(Detection examples)
**********
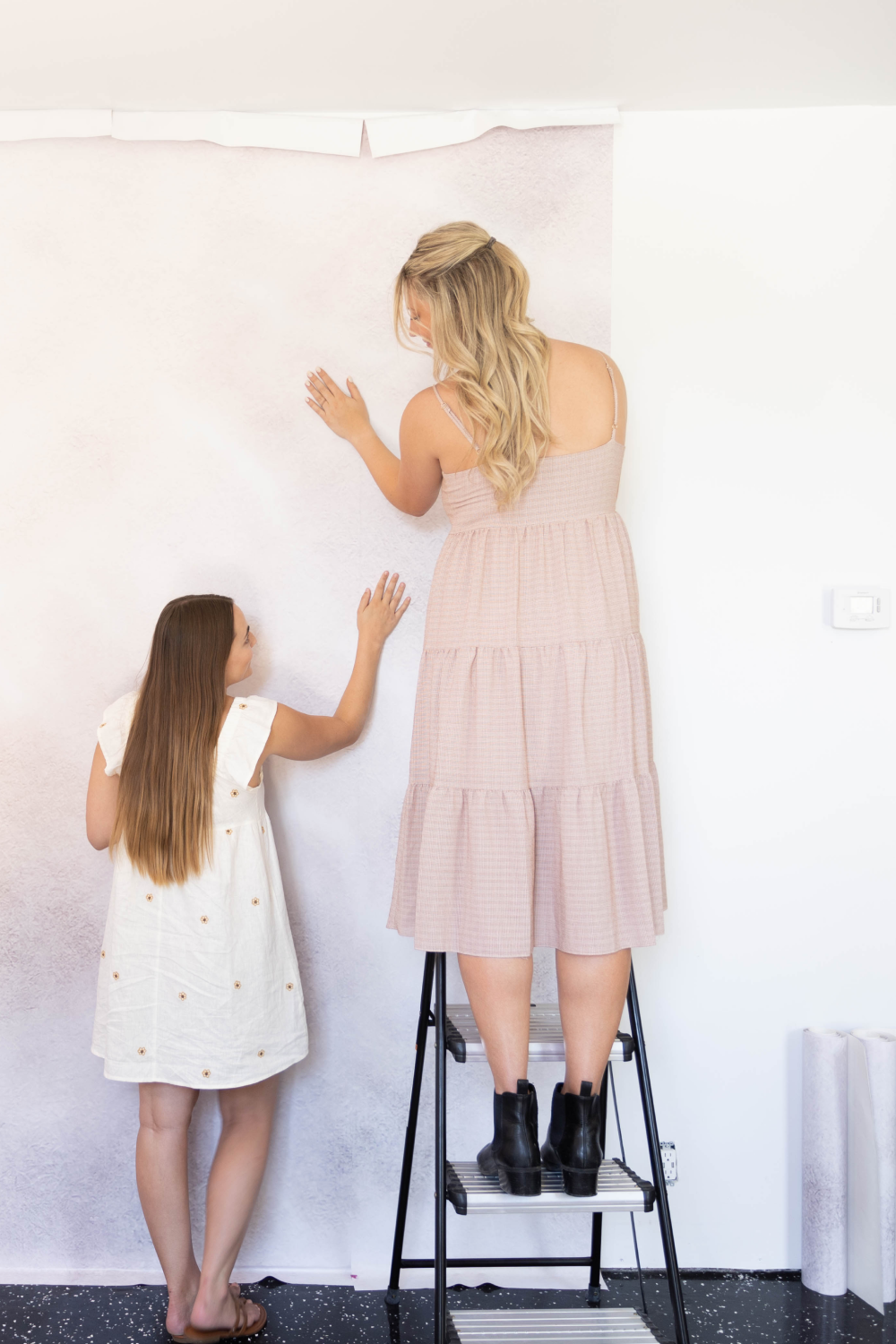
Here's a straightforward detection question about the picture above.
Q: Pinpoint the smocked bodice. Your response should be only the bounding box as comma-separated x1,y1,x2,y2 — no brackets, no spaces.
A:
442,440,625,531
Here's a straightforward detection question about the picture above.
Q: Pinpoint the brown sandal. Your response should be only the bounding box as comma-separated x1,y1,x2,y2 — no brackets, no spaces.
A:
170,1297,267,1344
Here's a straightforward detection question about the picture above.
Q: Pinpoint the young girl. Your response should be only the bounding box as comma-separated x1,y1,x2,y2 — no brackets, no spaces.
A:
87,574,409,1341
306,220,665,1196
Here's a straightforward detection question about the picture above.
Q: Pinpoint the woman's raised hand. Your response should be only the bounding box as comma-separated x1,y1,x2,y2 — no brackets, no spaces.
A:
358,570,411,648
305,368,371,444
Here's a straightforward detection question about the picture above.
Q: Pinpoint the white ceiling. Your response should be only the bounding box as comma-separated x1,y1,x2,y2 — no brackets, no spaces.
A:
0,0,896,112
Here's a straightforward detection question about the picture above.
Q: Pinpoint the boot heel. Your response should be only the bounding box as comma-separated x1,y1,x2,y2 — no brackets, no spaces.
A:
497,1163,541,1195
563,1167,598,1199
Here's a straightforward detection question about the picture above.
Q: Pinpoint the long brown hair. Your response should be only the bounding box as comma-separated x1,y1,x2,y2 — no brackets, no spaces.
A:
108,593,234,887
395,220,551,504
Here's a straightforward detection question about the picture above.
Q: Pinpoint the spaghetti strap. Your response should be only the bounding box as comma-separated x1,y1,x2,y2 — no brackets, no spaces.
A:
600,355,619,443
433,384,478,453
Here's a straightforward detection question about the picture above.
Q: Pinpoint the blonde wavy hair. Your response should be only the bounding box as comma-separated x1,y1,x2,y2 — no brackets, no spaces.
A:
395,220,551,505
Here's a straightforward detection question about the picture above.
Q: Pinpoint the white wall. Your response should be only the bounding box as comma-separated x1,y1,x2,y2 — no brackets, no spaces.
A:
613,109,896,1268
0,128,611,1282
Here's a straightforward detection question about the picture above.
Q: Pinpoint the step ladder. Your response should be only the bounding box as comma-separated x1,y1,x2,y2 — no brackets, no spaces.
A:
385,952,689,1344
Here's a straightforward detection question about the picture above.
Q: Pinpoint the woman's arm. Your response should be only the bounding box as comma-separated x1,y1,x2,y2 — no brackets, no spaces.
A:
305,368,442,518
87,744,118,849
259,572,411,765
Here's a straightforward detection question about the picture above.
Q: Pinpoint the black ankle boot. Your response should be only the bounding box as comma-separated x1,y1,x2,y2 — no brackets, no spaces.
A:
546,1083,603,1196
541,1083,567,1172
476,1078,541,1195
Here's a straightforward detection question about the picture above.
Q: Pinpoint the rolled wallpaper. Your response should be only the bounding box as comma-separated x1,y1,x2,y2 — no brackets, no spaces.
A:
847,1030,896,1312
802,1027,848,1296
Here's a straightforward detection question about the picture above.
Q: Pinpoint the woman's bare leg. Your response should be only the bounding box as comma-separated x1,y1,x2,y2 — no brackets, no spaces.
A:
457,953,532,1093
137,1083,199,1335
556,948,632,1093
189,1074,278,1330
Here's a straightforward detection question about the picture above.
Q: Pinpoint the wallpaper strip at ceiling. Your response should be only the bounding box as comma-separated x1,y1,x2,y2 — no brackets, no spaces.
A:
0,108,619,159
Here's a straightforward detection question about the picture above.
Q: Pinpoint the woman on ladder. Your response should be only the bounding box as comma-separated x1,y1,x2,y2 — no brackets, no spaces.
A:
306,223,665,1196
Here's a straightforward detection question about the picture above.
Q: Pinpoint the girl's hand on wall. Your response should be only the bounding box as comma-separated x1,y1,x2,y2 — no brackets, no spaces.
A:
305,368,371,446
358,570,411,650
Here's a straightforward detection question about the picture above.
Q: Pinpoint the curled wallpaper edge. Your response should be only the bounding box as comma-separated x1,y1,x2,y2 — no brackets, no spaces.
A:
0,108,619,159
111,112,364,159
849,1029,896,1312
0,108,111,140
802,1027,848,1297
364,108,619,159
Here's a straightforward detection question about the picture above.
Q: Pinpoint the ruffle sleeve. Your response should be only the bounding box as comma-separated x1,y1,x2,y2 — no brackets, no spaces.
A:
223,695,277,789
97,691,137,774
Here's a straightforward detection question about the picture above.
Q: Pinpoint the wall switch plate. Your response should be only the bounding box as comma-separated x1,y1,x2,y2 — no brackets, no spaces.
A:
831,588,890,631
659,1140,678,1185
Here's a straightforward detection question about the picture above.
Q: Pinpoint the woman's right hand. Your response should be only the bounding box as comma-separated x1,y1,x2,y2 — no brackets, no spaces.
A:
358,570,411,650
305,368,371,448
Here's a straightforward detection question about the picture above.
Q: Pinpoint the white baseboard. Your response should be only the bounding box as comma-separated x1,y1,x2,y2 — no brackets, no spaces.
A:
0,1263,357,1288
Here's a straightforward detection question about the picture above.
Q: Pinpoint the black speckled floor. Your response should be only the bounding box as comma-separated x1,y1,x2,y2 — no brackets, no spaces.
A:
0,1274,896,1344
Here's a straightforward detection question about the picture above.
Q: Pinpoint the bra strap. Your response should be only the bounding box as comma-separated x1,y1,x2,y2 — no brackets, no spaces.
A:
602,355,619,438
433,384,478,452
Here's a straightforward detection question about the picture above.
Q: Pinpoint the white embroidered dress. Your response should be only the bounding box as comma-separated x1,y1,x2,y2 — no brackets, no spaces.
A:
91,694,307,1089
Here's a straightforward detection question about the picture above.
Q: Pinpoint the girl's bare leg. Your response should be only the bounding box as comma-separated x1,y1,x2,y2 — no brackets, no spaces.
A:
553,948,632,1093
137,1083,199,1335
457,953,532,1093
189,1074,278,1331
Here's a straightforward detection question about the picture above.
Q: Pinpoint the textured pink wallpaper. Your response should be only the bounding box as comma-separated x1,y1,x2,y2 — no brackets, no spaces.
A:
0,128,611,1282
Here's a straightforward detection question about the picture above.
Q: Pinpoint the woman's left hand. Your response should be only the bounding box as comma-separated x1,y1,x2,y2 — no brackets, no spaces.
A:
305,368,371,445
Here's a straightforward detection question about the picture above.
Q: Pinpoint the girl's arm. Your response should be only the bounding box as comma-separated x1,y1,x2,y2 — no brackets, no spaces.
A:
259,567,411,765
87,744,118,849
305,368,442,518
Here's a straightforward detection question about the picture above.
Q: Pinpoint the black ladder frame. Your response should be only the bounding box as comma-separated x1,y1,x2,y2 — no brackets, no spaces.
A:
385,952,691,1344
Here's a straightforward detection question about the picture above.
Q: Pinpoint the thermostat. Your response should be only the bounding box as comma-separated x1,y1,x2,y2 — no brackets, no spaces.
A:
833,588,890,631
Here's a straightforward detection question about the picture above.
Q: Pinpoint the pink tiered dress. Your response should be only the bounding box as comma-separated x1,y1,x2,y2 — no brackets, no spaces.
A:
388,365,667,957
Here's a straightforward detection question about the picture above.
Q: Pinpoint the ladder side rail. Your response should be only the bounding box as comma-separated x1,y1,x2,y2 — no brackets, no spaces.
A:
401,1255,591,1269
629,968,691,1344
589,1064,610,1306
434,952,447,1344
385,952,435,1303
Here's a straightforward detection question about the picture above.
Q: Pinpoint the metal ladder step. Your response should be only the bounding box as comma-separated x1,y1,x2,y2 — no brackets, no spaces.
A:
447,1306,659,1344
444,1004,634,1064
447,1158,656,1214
**********
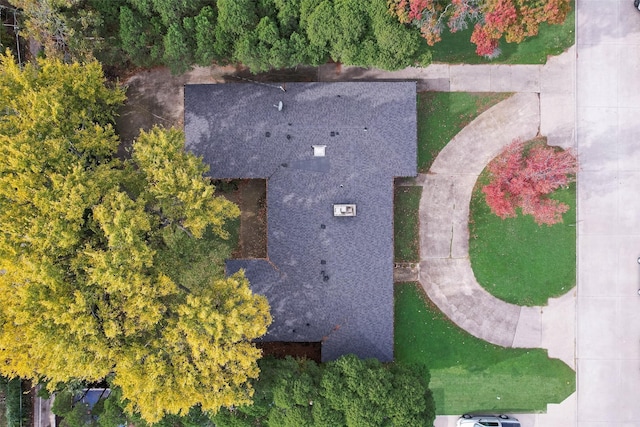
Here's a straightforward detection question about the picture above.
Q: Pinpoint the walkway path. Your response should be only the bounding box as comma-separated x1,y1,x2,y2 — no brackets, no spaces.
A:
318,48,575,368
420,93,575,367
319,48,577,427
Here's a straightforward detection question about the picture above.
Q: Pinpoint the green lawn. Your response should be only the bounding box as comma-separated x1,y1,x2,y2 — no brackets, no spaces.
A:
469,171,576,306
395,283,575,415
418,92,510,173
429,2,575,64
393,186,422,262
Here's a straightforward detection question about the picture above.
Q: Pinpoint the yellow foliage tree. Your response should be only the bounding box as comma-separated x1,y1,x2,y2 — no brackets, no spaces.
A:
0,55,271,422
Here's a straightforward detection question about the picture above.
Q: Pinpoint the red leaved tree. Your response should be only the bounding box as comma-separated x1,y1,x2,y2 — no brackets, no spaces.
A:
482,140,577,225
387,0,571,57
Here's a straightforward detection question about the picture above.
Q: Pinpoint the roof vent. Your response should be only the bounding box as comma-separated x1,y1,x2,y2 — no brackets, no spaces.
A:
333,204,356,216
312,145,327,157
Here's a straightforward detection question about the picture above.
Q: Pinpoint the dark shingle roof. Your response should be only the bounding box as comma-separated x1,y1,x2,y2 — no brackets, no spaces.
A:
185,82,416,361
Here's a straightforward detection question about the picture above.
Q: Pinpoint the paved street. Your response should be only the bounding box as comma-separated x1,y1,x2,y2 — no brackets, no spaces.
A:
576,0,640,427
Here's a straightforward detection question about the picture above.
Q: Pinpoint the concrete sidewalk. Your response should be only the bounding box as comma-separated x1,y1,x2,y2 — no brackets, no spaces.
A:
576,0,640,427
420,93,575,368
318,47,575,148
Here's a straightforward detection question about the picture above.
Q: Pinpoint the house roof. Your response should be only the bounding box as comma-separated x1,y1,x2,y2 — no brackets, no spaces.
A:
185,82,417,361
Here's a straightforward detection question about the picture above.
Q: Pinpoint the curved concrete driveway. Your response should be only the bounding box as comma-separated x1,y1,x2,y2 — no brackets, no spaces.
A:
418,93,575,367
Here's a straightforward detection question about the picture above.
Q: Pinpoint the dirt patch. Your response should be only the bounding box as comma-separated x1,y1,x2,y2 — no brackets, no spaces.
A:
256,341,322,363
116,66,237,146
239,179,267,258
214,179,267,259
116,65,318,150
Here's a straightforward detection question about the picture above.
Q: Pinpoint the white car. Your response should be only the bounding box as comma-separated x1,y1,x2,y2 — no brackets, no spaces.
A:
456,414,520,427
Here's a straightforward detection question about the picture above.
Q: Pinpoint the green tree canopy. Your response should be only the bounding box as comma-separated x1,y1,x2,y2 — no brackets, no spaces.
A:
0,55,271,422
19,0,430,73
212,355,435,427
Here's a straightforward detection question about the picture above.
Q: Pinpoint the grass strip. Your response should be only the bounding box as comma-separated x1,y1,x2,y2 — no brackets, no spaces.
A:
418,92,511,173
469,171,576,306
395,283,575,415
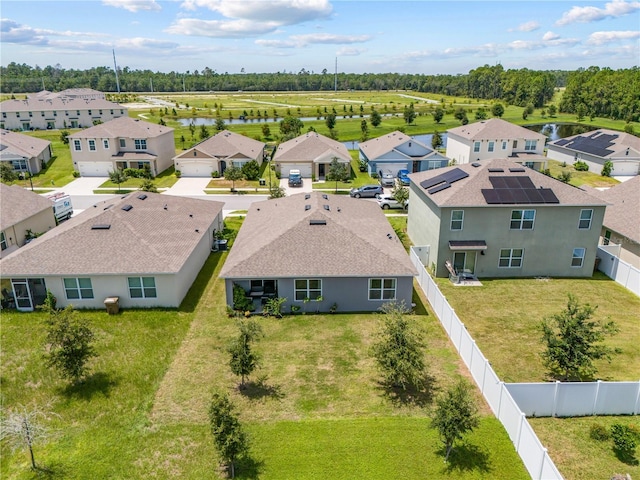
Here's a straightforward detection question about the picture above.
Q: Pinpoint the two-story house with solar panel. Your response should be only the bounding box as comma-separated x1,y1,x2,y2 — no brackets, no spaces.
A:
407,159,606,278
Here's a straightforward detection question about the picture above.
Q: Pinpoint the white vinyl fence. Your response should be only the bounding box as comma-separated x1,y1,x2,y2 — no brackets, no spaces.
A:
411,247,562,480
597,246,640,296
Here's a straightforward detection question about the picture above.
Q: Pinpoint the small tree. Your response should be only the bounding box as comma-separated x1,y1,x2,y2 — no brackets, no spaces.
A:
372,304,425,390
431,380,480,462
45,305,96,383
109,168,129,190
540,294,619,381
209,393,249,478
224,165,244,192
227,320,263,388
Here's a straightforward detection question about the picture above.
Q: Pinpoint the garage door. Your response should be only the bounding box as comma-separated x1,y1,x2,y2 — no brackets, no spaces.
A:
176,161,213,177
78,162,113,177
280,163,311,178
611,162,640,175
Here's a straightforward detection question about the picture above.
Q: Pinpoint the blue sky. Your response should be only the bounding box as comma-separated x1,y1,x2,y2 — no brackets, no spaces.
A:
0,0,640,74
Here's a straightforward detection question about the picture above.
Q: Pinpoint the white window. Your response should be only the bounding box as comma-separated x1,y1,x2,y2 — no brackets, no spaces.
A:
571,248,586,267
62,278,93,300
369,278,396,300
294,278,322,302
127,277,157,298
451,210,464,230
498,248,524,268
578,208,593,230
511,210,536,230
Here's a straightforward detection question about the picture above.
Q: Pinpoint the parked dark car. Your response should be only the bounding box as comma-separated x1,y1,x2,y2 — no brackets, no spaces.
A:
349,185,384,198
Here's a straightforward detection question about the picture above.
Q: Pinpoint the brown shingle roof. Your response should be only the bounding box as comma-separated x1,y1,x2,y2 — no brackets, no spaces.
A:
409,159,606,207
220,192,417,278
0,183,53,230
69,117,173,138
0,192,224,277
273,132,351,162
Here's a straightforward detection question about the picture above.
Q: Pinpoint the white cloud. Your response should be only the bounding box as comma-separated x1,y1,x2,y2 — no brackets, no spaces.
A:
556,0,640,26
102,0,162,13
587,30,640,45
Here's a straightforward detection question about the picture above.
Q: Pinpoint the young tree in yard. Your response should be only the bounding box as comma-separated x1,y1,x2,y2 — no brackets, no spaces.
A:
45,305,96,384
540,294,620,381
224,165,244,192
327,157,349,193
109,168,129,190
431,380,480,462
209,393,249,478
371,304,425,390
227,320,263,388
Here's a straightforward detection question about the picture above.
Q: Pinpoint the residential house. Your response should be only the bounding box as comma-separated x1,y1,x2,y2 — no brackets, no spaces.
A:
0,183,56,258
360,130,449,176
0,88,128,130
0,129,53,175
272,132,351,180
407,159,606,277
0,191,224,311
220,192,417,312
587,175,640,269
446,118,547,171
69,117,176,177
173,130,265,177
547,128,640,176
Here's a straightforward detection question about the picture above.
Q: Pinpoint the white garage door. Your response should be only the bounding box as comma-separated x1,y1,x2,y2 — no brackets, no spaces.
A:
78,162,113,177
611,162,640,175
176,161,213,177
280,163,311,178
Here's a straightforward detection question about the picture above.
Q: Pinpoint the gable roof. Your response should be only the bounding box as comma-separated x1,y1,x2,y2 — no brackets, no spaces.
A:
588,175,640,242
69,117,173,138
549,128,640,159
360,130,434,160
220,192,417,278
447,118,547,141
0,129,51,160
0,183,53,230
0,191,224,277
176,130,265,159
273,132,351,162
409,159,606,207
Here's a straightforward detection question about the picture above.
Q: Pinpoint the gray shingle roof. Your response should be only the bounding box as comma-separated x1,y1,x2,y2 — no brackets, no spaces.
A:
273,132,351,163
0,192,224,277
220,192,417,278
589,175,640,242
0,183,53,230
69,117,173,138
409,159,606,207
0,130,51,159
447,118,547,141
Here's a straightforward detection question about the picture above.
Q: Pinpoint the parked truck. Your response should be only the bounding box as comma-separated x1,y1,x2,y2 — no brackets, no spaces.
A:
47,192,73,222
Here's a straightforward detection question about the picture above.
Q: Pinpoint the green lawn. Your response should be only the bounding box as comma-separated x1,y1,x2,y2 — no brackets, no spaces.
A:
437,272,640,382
**********
**DIRECTION:** Identify every line in the rows above that contains the string "dark", and copy each of those lines.

**OUTPUT BELOW:**
Q: Pinpoint the dark shingle roof. Your response should be only the bounding box as comma-separated x1,y1,x2,y2 — no brackets, no spaces.
Q: Pinpoint the parked dark car. Your response should be only the bounding box as comma-separated x1,y1,x2,y2 — no brackets, no spaces.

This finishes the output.